PROBLEM STATEMENT: Return the records that follow unaltered. Omit every picture.

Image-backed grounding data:

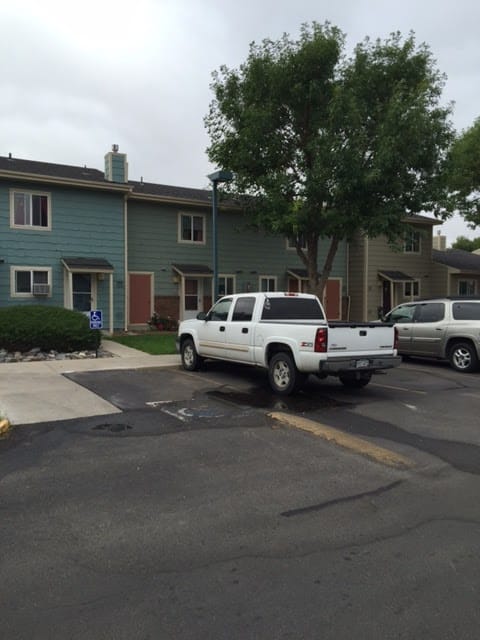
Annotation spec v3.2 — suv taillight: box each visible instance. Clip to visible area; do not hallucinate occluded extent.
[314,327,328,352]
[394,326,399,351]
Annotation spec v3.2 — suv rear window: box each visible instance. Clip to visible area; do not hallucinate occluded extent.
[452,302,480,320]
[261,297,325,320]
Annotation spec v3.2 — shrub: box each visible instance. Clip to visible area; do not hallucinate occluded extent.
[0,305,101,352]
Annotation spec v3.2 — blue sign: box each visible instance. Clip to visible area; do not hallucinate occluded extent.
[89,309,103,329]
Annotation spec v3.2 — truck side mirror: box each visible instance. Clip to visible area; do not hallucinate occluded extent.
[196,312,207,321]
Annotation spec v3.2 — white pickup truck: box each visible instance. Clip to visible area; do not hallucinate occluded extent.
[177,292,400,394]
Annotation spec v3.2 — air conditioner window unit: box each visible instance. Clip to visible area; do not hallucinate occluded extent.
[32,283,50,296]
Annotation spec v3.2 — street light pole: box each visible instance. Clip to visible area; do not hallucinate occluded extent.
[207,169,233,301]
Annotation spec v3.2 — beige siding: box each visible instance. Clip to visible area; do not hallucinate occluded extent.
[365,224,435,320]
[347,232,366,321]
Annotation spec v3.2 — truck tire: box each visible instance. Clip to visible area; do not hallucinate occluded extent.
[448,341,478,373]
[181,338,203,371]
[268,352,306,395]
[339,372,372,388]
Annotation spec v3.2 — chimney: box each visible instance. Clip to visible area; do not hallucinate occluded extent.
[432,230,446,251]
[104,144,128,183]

RESPONSE TO THIS TASK:
Annotation spec v3.2 — suv taillight: box each visible instance. Clip to visible area; do not hallucinate occluded extent.
[314,327,328,352]
[394,326,399,351]
Annotation spec v3.2 — suv rear window: box each visible instance. Clip to visible area; do not hallucinate occluded extent.
[452,302,480,320]
[261,297,325,320]
Annotation spec v3.2 — shrub: box each visible instance. Clip to visible area; do not hallucinate occluded extent.
[0,305,101,352]
Annotation spec v3.2 — blue sign: box each visible instance. Clip to visible area; do not hallucinate occluded extent.
[89,309,103,329]
Annotation spec v3.2 — truck side mirror: box each visible instance. Clip to visible area; do not hallucinate occluded extent.
[196,312,207,321]
Annotation spec v3.2 — white pickup truck: box each visible instance. Clip to visible area; do not hallucinate occluded extent.
[177,292,400,394]
Annotation spec v3.2 — air conditioner window unit: box each visible instance. Clip to visible area; do not hallucinate occluded extent.
[32,283,50,296]
Annotation spec v3.2 — street light pole: box each visible instance. Clip to visible area; do not hallucinate occluded extent.
[207,169,233,301]
Annotation spec v3.2 — beige siding: box each visible instance. Clip to visible area; do not hallucinate occluded extent.
[365,224,435,320]
[347,232,366,321]
Annotation spec v3.2 — truck tire: box each visible instance. Clip to visible area; do not hallucinate occluded extent.
[448,341,478,373]
[181,338,203,371]
[268,352,306,395]
[339,372,372,388]
Annotation spec v3.2 — chimney: box each visible instance. Clip to visible area; do not hallucinate occluded extent.
[432,230,446,251]
[104,144,128,183]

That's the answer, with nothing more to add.